◆ PROBLEMS TO WORK ON ◆
1. Extract the part of the prayer from "We grieve for" up to and including "people of Ethiopia.".
2. Answer these questions about the prayer.
(a) For which two groups of leaders does the prayer ask for cool heads?
(b) Who has blockaded the people of Tigray?
(c) Since which month have small amounts of supplies been able to get into Tigray?
3. Continue the prayer from where it ends.

Prayer: A glimmer of hope

Lord, teach us how to pray, and help us to pray now.

We pray for the people of Ukraine. We ask for safety, and an end to the war. We ask that people would be able to return to their homes. We pray for Western leaders and the Russian leadership: please give them cool heads. Give the world a way to step back, and prevent Russian leadership from feeling the need to make an aggressive move for tomorrow’s victory day parade.

We grieve for the people of Ethiopia who have been killed in the civil war. Lord, have mercy on the people of Tigray, who have been blockaded by government forces. We thank you for the small amount of supplies that have been able to get into Tigray since April, and we ask for more: enough for everyone. We ask that the UN investigation will be successful and bring justice for the ethnic massacres that have taken place. Please frustrate the efforts of government-backed militias to destroy the evidence. It’s hard to hope for, but we pray for some kind of path towards peace and safety for the people of Ethiopia.

◆ DATA FOR ANALYSIS ◆

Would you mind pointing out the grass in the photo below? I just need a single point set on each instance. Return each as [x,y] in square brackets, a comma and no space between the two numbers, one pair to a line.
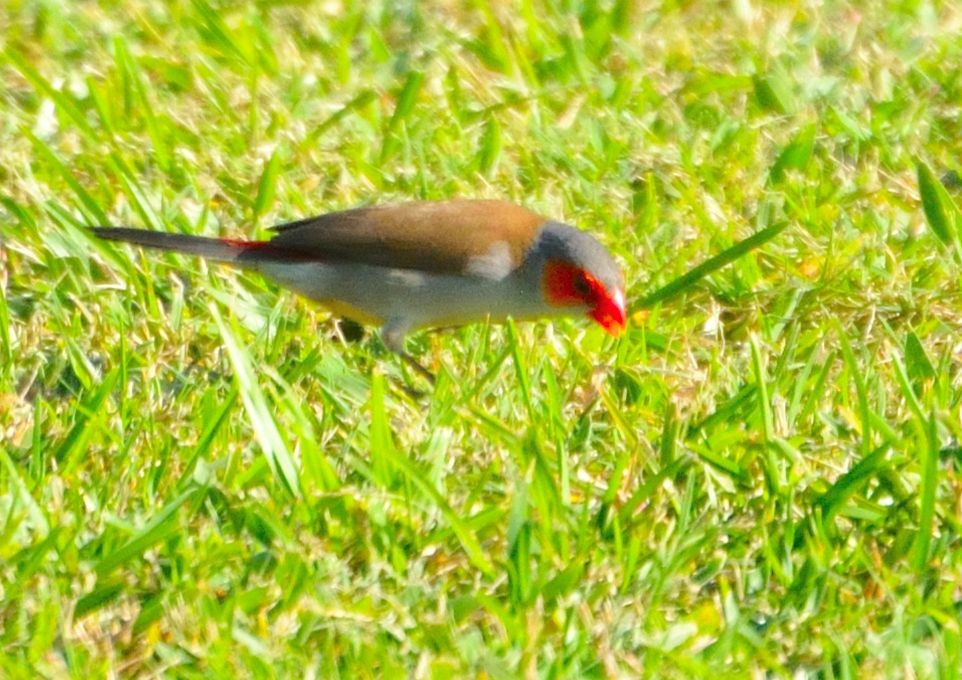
[198,478]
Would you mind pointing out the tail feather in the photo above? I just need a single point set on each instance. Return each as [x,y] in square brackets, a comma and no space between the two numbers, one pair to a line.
[221,250]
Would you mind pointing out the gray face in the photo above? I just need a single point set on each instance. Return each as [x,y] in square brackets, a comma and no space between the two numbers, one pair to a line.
[562,242]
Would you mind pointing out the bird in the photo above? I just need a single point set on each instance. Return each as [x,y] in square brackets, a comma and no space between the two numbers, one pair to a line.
[425,264]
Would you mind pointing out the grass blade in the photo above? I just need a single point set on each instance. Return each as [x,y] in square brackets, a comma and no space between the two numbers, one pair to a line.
[710,265]
[265,427]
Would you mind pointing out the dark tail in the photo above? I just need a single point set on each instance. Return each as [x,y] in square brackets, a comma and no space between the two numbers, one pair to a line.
[219,249]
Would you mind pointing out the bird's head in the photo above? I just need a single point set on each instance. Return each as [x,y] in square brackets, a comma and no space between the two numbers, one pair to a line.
[578,272]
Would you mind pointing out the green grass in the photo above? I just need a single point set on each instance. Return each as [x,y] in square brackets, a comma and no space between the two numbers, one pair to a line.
[197,478]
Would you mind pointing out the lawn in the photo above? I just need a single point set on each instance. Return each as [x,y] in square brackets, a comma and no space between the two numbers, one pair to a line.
[200,477]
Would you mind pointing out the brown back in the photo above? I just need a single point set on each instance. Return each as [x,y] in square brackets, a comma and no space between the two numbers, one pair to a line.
[436,237]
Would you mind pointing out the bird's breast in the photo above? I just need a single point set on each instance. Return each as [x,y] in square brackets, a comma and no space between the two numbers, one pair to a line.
[375,295]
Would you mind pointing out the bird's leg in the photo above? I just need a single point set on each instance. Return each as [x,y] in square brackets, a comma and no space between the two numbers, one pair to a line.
[393,335]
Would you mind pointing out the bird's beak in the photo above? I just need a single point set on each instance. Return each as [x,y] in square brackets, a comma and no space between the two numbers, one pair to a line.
[610,312]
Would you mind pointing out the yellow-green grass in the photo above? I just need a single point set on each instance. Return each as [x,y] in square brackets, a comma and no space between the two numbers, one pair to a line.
[199,478]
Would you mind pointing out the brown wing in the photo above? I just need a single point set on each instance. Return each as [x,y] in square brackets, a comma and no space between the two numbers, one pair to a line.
[437,237]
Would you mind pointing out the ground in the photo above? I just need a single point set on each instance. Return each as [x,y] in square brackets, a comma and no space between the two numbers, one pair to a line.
[200,478]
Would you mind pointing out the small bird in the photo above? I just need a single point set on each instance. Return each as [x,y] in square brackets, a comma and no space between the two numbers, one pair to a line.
[425,264]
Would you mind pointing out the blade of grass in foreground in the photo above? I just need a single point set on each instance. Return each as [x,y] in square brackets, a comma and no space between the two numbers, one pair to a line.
[712,264]
[265,427]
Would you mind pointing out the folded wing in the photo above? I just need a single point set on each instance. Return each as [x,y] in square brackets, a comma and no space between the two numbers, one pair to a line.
[468,237]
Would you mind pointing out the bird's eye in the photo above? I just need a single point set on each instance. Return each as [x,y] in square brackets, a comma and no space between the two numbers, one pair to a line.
[581,285]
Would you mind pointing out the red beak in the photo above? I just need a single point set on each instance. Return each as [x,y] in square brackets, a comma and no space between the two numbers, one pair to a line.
[610,312]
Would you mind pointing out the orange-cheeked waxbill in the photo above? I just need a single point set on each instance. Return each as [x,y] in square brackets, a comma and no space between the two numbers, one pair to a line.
[425,264]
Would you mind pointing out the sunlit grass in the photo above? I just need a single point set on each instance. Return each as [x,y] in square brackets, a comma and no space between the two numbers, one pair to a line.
[199,478]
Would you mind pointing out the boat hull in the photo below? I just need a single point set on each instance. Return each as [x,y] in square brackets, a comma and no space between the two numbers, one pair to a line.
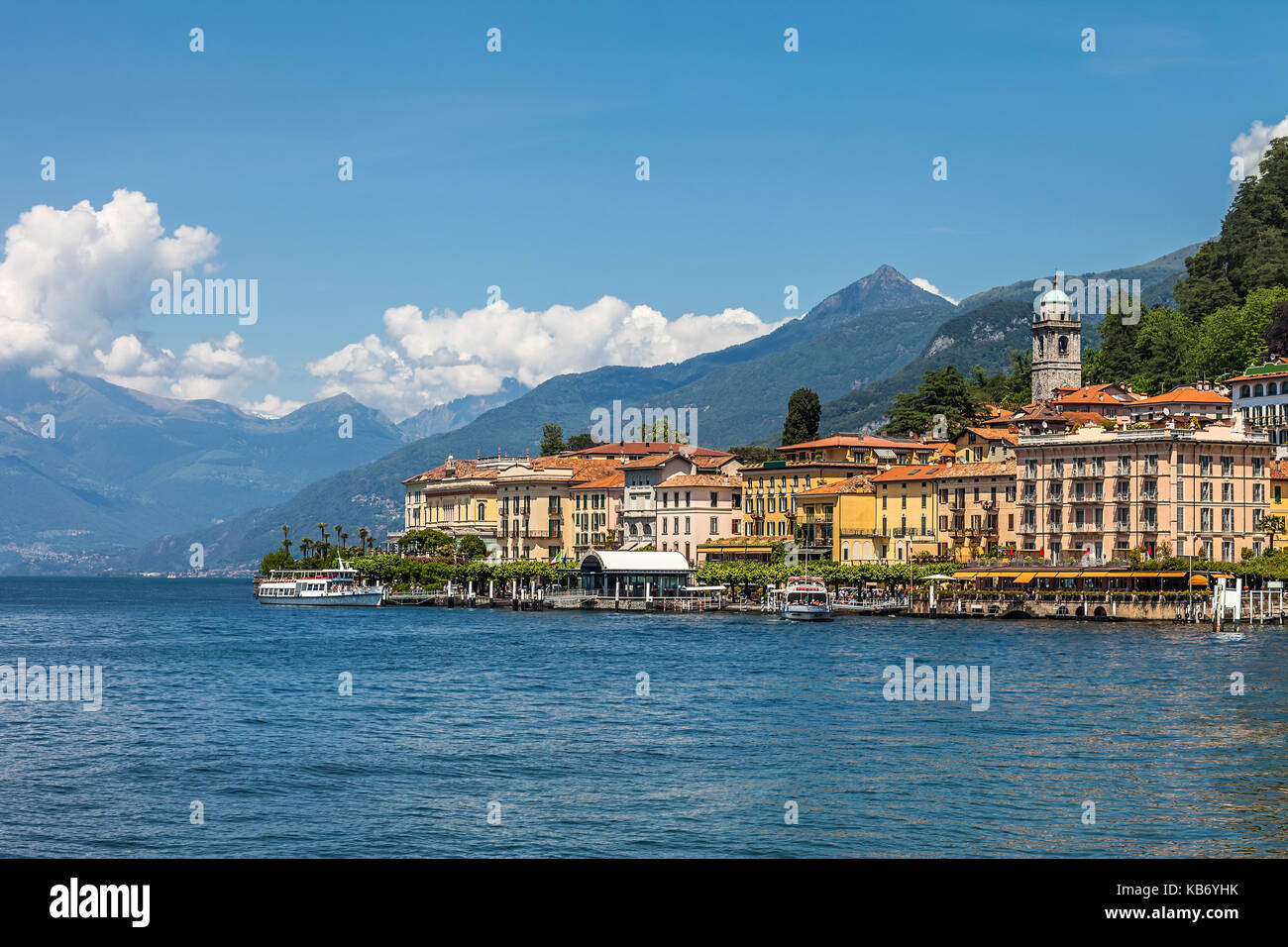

◆ ANSWERS TO THE EXERCISES ◆
1.
We grieve for the people of Ethiopia who have been killed in the civil war. Lord, have mercy on the people of Tigray, who have been blockaded by government forces. We thank you for the small amount of supplies that have been able to get into Tigray since April, and we ask for more: enough for everyone. We ask that the UN investigation will be successful and bring justice for the ethnic massacres that have taken place. Please frustrate the efforts of government-backed militias to destroy the evidence. It’s hard to hope for, but we pray for some kind of path towards peace and safety for the people of Ethiopia.

2.
(a) Western leaders and the Russian leadership
(b) Government forces
(c) April

3.
This week we heard that the Amazon rainforest is being illegally cut down faster then ever before. This is a shock even though we are used to hearing things like that. We pray for change to the economic and political forces that are behind this, and for helpful steps from our own government. We acknowledge our own responsibility in the climate emergency, and our ancestors’ responsibility, and we ask for hope that our whole world can find ways to reduce the impact of this disaster. We pray for the Amazon: Lord will you save this place of beauty and richness of life on which we all depend?

Our church is embarking on a season of evangelism, focussing on sharing the good news. I have often wondered what good news we have to offer when our religion has been at the heart of empires and colonies that have abused people and exhausted resources; when it has been a power structure that enabled abuse of vulnerable people by trusted leaders.

Maybe still, we can share a glimmer of hope that maybe, just maybe, the universe is not indifferent, and you are a person, and you are good?

Or that there was a person who modelled how to be powerful by surrendering and taking on suffering to become a peacemaker?

Or even the idea that those two people are the same person, and that this surrender is at the heart of the one who made the universe?

A person who made our hearts to be like theirs?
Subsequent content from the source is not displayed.